**Selected text:**
Are you experiencing devastation and pain from a boyfriend’s affair? Are you unsure on how to go about in recovering from your boyfriend’s affair? To help understand the impact a boyfriend’s affair can have on the relationship and tips on what you can do to recover from your boyfriend’s affair, I have interviewed psychotherapist Kevin Rhinehart, LMFT, LCSW, CSAT.
Tell me a little bit about yourself.
“I am a licensed psychotherapist operating in the state of Idaho, licensed as both a Marriage and Family Therapist and as a Clinical Social Worker. I have over 20 years of experience helping men, women, and their relationships work through the issues in their lives, which keep them from experiencing life as it was meant to be enjoyed.
I have expertise in the treatment of sexual addiction and in relationship recovery after an affair, although one need not be an addict to have an affair.
I see clients in my private practice through the Center for Hope and Healing, located in Meridian, Idaho, which is next door to Boise.”
What type of impact can a boyfriend’s affair have on the relationship?
“The impact on a relationship of any betrayal can be huge, and an affair, be it emotional or sexual, is no different. Part of the reason the reaction can be so strong is an affair undermines some of our most core needs: the need for security, worth, and relationship/coupling. Additionally, a basic human hope is that those needs stand a good chance of being met if there is a relational foundation of honesty and fidelity. When those principles are broken by an affair, much of the basis of the relationship and our hope of our needs being met have been destroyed.

**The data:**
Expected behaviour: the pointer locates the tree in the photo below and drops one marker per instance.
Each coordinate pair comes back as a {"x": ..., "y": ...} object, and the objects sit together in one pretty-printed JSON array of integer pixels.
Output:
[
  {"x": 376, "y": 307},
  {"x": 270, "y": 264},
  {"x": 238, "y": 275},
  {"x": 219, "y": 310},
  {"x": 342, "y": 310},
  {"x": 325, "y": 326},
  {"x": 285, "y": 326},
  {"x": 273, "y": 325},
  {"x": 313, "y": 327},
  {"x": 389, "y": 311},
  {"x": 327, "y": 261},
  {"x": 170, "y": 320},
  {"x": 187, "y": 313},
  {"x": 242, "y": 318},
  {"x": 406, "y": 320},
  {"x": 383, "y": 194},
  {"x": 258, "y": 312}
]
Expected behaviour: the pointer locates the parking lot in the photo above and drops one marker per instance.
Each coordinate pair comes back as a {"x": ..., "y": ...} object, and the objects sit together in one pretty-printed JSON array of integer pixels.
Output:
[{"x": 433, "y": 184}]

**Apply what you read:**
1) Which core needs does the therapist in the interview about a boyfriend's affair say an affair undermines? List them all.
2) Continue the interview about a boyfriend's affair from where it stops.

**Answer list:**
1) security, worth, relationship/coupling

2)
The impact typically will be one consistent with trauma, as a betrayal of trust (aka affair) is. Emotionally, one can expect a sense of shock, disbelief, anger, feeling numb and lost, confused, and sadness. One should expect the strength of these emotions to be strong. The degree in which she feels these emotions often will correlate with how meaningful the relationship was to the woman, her own emotional wiring, her sense of self.”
How can a girlfriend recover from her boyfriend’s affair and should she stay in the relationship?
“The first task of her recovery is to grieve, regardless of whether or not there is the option of reconciliation. To do so, she needs time, space, and support to do this. One of the best ways of grieving is to grieve with those who will be supportive and nonjudgmental, either of the woman or her boyfriend. Bashing of either party, while tempting and can feel pretty good for a moment, is often destructive in the end.
At the same time she is grieving, it isn’t unusual or abnormal for her to consider possibilities of reconciliation, and this can be complicated by some pretty creative and persistent men asking for another chance. This is where things can get pretty tricky as their joint desire for reconciliation can undermine the processes she needs to go through that bring her healing and wisdom. She needs to have the strength and courage to go slow.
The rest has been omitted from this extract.